Maurice Mitchell & the Working Families Party: Voting is a Chess Move

LAURA FLANDERS: It is quite possibly the most important election in our lifetimes, and the most fraught. Both President Joe Biden and former President Donald Trump have now secured enough delegates to be their party’s nominees. Both have serious problems with voters. Trump on account of his 34, count them, 34 felony convictions in an election-meddling scheme, and Biden on account of his seemingly unwavering support for Israel during an assault on Gaza, declared genocidal by the highest international court in the world. Enough protest votes were cast in the Democratic primaries to send some anti-war delegates to the Democratic National Convention in August. The Republican Convention, which will be happening just four days after Trump’s sentencing hearing, looks set to resemble a Nazi rally even more closely than it did back in 2016. Genocide or fascism is a rotten frame for an important election. I was talking about this recently with my friend Rev. Dr. Jacqui Lewis, Senior Minister of New York City’s multi-everything Middle Church. She’s also author of “Fierce Love: A Bold Path to Ferocious Courage and Rule-Breaking Kindness that Can Heal the World.” I’ve invited her back to continue that conversation in public, and with us we have Maurice or Moe Mitchell, as National Director of the Working Families Party. An organization founded by a coalition of labor unions, community groups, and progressive advocates, its goal is to build political pressure for peace, democracy, economic justice, and money out of politics, and Maurice is out there supporting candidates who have come out for ceasefire, and generally doing his best to fire up the voting base all across the country. So what are we seeing? How are we feeling? How are we doing in this crazy and sometimes agonizing-feeling moment? I can’t think of two people I would rather have this conversation with than the two of you. Welcome Jacqui, welcome Moe. In broad strokes, what are you seeing? Enthusiasm, frustration, discouragement, despair, hope, which?

MAURICE MITCHELL: Well yeah, I’ve been on the road for most of this year and I’ve been talking to folks in labor organizations. I’ve been talking to grassroots advocates. I’ve been talking to people on the forefront of the ceasefire movement. And you know, if you look at the 24 hour news, I think it’s understandable why many people might feel despair. But if you’re having the conversations I’m having, and I’m having a lot of them, I’m actually feeling a lot of hope, because as it relates to the ceasefire movement, this is a multiracial, interfaith, intergenerational movement for peace of the likes we haven’t seen in a generation. And it’s strategic, it’s clear-eyed, it understands the threats ahead of us, and it’s calling for something that is becoming more and more a majoritarian position, which is an end to the slaughter, and an end to the war and the genocide in Gaza, but not just that, Palestinian rights. And we’re seeing a movement that is broad, a broad pro-democracy front. I call it the Cheney to Chomsky front, right?

» Task requirements
1: List the goals of the Working Families Party that the transcript gives.
2: Answer these questions using the transcript:
(a) How many felony convictions does Laura Flanders attribute to Donald Trump?
(b) What position does Rev. Dr. Jacqui Lewis hold at Middle Church?
(c) What does Maurice Mitchell call the broad pro-democracy front?

(Entries for pointing to named objects)
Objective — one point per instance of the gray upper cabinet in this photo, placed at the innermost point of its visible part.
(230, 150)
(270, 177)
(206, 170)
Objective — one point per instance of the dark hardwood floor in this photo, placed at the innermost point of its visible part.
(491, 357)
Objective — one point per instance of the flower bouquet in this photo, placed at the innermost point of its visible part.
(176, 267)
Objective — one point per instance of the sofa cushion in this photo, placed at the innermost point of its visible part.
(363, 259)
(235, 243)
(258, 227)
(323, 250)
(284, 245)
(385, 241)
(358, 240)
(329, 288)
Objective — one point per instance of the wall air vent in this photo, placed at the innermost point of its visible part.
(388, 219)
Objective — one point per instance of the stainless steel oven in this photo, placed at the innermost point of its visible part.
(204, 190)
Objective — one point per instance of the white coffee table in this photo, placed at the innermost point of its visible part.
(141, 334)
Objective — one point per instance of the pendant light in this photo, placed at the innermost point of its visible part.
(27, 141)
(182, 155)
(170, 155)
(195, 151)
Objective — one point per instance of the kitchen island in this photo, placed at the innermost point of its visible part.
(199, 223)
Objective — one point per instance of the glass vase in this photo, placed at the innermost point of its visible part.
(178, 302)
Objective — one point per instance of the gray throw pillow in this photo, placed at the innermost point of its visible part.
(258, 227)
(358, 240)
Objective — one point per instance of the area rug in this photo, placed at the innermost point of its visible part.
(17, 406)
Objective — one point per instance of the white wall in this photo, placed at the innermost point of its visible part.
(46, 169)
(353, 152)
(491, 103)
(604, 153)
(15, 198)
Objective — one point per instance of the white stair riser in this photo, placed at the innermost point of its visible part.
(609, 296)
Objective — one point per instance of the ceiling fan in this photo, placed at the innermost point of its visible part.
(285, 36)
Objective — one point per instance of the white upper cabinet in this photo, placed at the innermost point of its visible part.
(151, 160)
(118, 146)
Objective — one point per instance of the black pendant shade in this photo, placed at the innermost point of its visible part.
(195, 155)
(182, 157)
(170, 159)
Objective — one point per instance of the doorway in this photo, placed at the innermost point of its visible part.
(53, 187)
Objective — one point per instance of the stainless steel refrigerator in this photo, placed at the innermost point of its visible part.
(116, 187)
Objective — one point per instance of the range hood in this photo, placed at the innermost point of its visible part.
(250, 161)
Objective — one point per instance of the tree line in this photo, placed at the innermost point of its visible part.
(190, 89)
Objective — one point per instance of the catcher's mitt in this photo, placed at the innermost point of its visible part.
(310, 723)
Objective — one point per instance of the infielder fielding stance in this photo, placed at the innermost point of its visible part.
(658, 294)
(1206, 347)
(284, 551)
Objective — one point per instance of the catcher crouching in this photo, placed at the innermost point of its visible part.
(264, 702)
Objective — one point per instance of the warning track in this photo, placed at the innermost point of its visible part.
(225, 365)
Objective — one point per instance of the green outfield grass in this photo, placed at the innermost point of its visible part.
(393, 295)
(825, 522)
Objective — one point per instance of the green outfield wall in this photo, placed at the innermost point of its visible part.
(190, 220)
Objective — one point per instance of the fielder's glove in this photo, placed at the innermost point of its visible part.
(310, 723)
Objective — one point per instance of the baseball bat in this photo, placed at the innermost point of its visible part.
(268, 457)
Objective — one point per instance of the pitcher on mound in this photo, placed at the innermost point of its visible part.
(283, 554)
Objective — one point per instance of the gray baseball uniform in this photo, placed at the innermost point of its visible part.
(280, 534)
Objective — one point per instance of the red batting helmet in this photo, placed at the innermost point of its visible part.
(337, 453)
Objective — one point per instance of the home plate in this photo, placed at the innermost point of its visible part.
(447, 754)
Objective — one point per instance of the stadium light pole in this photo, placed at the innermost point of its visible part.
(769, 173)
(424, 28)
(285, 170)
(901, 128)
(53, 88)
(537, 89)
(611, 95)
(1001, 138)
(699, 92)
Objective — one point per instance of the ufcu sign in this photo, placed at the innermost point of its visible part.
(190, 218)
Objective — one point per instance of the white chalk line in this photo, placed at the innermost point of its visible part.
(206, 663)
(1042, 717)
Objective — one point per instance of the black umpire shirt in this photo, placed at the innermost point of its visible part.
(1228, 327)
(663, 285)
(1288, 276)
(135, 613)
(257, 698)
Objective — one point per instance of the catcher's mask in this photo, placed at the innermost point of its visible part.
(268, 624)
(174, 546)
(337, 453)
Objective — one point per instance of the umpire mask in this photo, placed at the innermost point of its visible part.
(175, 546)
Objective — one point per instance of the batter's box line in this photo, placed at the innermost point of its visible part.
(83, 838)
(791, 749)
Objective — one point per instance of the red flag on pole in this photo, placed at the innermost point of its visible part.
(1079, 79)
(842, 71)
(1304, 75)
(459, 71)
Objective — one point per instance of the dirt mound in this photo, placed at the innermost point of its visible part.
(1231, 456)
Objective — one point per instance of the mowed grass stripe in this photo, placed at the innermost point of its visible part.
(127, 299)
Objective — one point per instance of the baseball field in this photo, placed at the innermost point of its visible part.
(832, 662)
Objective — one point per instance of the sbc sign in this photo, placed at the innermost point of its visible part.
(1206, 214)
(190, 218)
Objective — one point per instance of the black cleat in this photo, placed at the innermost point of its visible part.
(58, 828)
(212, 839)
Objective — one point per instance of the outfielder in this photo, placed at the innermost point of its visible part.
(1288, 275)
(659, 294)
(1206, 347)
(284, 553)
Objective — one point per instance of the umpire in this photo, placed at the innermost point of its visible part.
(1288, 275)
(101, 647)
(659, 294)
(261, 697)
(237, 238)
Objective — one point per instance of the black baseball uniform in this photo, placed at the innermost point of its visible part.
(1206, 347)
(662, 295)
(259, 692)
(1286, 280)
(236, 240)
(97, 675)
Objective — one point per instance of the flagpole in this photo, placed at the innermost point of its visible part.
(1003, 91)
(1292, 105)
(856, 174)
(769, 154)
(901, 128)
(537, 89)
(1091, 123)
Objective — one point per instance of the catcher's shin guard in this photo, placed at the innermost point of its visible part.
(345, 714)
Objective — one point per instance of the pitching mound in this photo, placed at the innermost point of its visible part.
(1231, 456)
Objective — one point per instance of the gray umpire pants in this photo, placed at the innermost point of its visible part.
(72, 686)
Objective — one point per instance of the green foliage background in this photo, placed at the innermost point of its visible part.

» Set of answers
1:
Peace
Democracy
Economic justice
Money out of politics

2:
(a) 34
(b) Senior Minister
(c) The Cheney to Chomsky front